Exercise goal> Put the lines below, starting with the line that contains "Where can the light" and ending with the final line, into a Markdown table with the columns Row and Line. Give each line its own numbered row, include only these lines, and leave out blank lines.

- - -

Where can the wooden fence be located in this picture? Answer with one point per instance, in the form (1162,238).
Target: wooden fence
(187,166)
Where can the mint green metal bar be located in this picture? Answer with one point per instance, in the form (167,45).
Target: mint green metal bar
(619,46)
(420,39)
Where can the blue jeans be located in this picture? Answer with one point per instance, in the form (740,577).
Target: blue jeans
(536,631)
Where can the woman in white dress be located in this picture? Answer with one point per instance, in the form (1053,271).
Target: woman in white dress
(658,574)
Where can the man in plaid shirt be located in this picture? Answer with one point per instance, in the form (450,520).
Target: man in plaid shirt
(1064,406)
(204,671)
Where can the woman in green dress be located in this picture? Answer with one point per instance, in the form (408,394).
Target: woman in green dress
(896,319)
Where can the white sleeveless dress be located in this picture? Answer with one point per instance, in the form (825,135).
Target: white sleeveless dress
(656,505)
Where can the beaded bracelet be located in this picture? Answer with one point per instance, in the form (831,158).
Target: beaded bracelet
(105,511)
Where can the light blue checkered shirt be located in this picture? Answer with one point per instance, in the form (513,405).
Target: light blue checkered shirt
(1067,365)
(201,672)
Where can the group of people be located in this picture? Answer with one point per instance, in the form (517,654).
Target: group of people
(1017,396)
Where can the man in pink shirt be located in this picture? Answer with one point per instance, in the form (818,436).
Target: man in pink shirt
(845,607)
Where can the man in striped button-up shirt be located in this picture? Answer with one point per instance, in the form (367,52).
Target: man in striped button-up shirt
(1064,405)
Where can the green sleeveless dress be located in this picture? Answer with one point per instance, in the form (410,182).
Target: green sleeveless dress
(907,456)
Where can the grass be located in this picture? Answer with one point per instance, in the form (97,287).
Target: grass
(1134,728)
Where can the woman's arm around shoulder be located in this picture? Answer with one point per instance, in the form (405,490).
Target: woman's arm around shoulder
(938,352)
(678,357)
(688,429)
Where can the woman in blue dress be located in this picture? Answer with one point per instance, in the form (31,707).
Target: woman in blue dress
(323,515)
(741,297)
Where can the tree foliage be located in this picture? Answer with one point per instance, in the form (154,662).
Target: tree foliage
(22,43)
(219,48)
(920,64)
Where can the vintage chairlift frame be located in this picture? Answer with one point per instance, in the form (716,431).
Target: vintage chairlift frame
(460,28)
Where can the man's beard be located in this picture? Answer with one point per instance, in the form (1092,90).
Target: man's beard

- - -

Task solution>
| Row | Line |
|---|---|
| 1 | Where can the light blue checkered shirt be located in this picture? Answer with one point per instance, in the form (513,405). |
| 2 | Target: light blue checkered shirt |
| 3 | (1067,365) |
| 4 | (201,672) |
| 5 | Where can the group of people be located in this picture? Answer with one point per instance, in the form (517,654). |
| 6 | Target: group of people |
| 7 | (1017,396) |
| 8 | Where can the man in pink shirt be located in this picture? Answer with one point per instance, in the form (818,436). |
| 9 | Target: man in pink shirt |
| 10 | (845,607) |
| 11 | Where can the man in striped button-up shirt be located in this picture? Answer with one point per instance, in the form (367,52). |
| 12 | Target: man in striped button-up shirt |
| 13 | (1064,405) |
| 14 | Where can the green sleeveless dress be located in this picture? Answer with one point per instance, in the form (410,182). |
| 15 | Target: green sleeveless dress |
| 16 | (907,456) |
| 17 | Where can the grass be located in this picture? Answer with one point per instance, in the form (97,287). |
| 18 | Target: grass |
| 19 | (1134,728) |
| 20 | Where can the woman's arm around shoulder be located in this picture? Answer with one point per instance, in the form (405,490). |
| 21 | Target: woman's arm around shoulder |
| 22 | (938,352) |
| 23 | (678,357) |
| 24 | (688,429) |
| 25 | Where can the woman in blue dress be located in this picture? Answer with one point per instance, in the form (31,707). |
| 26 | Target: woman in blue dress |
| 27 | (323,515) |
| 28 | (741,297) |
| 29 | Where can the tree foliage be located in this picture? Answer with one point per instance, in the form (154,662). |
| 30 | Target: tree foliage |
| 31 | (22,43) |
| 32 | (219,48) |
| 33 | (920,64) |
| 34 | Where can the vintage chairlift frame be located in this picture? Answer with one point per instance, in the form (716,431). |
| 35 | Target: vintage chairlift frame |
| 36 | (460,28) |
| 37 | Where can the man's beard be located in this picture? Answer with one point per instance, in the form (1092,90). |
| 38 | Target: man's beard |